↓↓↓
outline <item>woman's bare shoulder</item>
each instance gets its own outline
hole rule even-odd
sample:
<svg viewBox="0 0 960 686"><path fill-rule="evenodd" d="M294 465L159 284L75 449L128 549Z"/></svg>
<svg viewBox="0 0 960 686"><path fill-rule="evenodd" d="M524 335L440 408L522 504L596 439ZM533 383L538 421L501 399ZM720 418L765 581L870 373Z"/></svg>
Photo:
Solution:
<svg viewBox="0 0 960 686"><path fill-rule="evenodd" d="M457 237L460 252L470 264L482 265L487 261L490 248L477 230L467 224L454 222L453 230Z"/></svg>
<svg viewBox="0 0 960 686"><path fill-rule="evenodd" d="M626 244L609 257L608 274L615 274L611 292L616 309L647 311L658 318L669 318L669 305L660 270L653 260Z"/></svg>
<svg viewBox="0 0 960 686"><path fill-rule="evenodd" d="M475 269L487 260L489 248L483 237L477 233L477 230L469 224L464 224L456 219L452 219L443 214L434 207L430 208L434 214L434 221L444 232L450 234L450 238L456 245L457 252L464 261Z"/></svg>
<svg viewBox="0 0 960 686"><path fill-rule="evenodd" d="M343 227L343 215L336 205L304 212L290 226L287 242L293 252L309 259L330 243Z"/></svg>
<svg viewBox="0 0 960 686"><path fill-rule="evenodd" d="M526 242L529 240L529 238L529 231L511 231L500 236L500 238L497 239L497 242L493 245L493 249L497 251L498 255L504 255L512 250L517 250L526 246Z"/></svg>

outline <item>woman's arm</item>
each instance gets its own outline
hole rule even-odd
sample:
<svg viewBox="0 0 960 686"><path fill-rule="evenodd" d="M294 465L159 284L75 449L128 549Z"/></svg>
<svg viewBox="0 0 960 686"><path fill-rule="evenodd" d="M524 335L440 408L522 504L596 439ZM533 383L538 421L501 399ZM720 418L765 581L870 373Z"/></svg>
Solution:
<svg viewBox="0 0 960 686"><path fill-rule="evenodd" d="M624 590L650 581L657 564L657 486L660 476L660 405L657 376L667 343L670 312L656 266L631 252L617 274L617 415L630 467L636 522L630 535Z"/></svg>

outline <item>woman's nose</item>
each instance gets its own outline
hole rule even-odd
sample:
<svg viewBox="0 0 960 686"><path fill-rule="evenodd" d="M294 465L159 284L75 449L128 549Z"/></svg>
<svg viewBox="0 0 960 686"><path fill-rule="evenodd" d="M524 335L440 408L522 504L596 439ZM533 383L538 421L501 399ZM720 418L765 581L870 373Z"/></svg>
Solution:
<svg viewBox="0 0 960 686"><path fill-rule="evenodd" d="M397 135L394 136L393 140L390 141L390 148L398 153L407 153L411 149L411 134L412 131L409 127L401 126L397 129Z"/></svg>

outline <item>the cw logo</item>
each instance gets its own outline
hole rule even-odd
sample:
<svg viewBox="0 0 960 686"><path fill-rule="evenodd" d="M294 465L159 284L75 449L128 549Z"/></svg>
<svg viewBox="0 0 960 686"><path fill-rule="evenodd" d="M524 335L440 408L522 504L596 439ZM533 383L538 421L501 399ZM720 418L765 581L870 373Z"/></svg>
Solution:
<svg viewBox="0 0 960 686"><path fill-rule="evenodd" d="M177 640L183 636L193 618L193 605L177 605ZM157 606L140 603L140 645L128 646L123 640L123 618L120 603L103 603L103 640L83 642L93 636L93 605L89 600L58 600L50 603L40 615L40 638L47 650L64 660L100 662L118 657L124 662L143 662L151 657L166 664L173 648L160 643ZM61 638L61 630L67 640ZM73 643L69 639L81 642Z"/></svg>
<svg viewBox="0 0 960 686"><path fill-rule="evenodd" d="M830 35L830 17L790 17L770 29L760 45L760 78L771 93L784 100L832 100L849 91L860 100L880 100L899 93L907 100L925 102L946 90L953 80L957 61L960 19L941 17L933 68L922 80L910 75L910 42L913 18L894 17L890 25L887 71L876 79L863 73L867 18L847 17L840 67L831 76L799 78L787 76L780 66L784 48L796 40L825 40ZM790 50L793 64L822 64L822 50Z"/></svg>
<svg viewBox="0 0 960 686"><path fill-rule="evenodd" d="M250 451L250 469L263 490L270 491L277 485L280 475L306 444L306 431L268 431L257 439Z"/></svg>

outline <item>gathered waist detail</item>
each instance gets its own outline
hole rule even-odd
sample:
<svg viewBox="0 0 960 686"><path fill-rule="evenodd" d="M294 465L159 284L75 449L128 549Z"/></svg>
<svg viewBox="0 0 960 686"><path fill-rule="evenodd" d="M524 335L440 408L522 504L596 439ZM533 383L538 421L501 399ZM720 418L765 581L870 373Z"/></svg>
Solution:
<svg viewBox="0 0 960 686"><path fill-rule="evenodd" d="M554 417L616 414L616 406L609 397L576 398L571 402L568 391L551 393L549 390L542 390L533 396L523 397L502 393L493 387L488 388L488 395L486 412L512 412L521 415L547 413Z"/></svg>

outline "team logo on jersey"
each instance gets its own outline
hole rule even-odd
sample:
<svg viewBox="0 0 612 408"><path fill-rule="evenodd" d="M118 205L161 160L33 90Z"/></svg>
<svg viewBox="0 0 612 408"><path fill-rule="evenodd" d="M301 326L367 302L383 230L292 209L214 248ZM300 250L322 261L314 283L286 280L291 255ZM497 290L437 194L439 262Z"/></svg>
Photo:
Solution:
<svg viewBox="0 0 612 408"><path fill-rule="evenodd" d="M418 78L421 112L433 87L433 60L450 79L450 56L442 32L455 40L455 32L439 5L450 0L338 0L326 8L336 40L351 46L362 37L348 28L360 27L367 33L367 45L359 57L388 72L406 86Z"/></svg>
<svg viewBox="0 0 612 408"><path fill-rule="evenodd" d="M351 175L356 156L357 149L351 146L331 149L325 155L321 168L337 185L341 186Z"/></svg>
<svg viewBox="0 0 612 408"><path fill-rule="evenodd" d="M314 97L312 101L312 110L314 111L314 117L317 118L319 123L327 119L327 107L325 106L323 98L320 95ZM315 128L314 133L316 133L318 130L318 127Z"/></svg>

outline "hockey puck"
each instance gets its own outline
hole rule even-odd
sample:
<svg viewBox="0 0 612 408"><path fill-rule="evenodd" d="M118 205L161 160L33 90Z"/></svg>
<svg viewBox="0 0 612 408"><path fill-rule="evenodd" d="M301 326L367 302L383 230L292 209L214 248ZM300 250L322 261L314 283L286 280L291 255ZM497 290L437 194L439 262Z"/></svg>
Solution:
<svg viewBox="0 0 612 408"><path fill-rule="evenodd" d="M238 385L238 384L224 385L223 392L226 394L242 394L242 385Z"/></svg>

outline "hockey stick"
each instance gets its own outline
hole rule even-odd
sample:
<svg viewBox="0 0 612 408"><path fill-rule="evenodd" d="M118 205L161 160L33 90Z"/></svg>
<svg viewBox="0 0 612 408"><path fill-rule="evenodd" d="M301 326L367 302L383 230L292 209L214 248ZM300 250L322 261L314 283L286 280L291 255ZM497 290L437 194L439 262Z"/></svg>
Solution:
↑↑↑
**Activity**
The answer must be a single number: how many lines of the entries contain "woman".

**Response to the task**
3